**What needs to be done**. Return every line in the entries below that contains the string "rear". Case matters.

[Location labeling records]
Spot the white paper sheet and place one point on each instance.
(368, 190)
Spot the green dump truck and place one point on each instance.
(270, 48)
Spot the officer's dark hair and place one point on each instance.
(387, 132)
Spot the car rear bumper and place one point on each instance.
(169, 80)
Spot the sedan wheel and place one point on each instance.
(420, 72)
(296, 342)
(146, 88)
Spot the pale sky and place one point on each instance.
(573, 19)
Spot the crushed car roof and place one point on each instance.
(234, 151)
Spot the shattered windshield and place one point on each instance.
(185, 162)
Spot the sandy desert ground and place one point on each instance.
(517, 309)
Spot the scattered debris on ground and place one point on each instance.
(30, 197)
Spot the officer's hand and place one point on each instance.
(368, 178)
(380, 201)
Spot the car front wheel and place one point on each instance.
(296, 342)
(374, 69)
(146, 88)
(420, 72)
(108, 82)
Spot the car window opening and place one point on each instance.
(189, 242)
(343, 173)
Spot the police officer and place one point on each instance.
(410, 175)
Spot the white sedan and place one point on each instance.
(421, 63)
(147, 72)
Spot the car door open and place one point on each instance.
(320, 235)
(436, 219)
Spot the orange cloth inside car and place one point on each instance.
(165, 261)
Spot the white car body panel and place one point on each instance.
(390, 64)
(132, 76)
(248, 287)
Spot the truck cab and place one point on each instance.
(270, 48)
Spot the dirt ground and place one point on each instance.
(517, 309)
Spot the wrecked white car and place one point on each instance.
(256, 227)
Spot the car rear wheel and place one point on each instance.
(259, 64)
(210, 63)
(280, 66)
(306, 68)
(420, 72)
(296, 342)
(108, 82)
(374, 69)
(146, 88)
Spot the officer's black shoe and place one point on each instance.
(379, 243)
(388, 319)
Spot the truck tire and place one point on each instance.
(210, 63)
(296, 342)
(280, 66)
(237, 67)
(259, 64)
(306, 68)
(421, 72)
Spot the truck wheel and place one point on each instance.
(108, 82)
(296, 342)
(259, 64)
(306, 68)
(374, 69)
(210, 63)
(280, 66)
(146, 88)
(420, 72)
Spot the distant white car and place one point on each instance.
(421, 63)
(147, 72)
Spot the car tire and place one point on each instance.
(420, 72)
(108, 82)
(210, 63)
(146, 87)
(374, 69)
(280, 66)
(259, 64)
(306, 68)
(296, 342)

--

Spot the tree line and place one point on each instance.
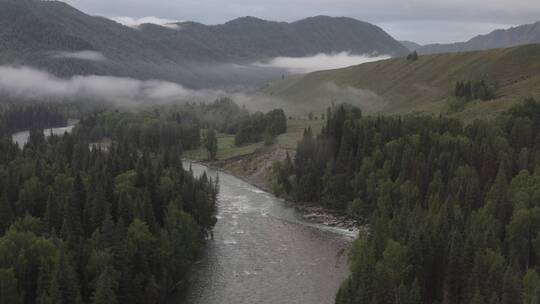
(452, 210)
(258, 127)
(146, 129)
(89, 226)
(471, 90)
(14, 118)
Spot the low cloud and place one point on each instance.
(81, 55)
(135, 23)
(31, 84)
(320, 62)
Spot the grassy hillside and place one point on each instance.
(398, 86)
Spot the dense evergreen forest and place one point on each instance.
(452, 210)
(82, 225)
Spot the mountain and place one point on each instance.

**Response**.
Spot the car rear bumper and place one point on each instance.
Spot the car rear wheel and place one point on each instance.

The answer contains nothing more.